- **Problem statement**
Rewrite the records from the line containing "Task: place one keypoint on every instance of the whitewashed" through the end of the records, changing "house" to "dwelling" and keeping everything else the same. Return only those lines.

- **Source material**
>>>

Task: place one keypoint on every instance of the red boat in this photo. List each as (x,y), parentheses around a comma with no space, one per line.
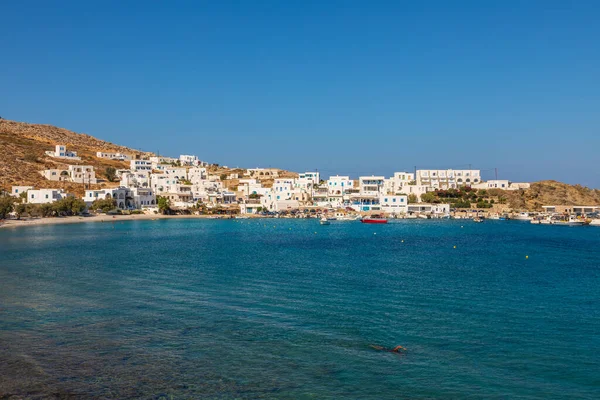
(375,219)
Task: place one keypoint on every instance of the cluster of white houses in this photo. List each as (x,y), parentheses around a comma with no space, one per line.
(186,182)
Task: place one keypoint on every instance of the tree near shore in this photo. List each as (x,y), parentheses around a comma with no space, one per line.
(111,174)
(69,206)
(164,205)
(6,206)
(104,205)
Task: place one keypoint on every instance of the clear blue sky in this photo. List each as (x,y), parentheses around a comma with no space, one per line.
(339,86)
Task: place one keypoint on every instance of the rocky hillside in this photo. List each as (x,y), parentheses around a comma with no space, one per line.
(22,154)
(545,193)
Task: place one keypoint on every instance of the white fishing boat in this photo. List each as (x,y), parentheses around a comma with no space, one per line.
(522,216)
(570,221)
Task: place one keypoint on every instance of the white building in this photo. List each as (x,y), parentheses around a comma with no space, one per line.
(197,174)
(338,185)
(501,184)
(122,195)
(140,165)
(82,174)
(308,180)
(429,209)
(261,173)
(16,191)
(139,179)
(74,173)
(448,178)
(189,160)
(114,156)
(143,197)
(394,204)
(371,185)
(42,196)
(61,152)
(399,180)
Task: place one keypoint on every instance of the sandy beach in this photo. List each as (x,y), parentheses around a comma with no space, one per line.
(13,223)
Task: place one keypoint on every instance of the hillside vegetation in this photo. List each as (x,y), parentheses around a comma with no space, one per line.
(545,193)
(22,154)
(23,146)
(22,157)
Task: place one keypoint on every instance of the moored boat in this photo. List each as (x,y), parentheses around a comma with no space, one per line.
(570,221)
(375,219)
(522,216)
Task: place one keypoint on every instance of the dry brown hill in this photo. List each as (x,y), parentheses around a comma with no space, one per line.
(546,193)
(22,154)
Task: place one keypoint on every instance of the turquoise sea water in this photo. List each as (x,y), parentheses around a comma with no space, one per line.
(288,309)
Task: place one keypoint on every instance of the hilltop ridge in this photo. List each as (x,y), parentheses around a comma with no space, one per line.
(22,154)
(23,146)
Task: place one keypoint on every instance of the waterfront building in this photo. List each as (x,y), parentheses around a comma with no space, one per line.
(73,173)
(447,178)
(578,210)
(190,160)
(394,203)
(43,196)
(136,179)
(338,185)
(122,195)
(371,185)
(429,209)
(140,165)
(115,156)
(308,180)
(501,184)
(16,191)
(260,173)
(60,151)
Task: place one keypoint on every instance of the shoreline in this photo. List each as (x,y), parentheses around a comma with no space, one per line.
(14,223)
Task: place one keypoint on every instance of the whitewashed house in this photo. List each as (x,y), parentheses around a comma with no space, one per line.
(16,191)
(501,184)
(122,195)
(371,185)
(393,204)
(189,160)
(42,196)
(73,173)
(114,156)
(447,178)
(60,151)
(140,165)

<<<

- **Output**
Task: place one keypoint on every instance of the whitewashed dwelling in this photo. List each as (x,y), parentheses around a comma with no space, one per line.
(16,191)
(501,184)
(122,195)
(371,185)
(393,204)
(189,160)
(42,196)
(73,173)
(114,156)
(447,178)
(60,151)
(140,165)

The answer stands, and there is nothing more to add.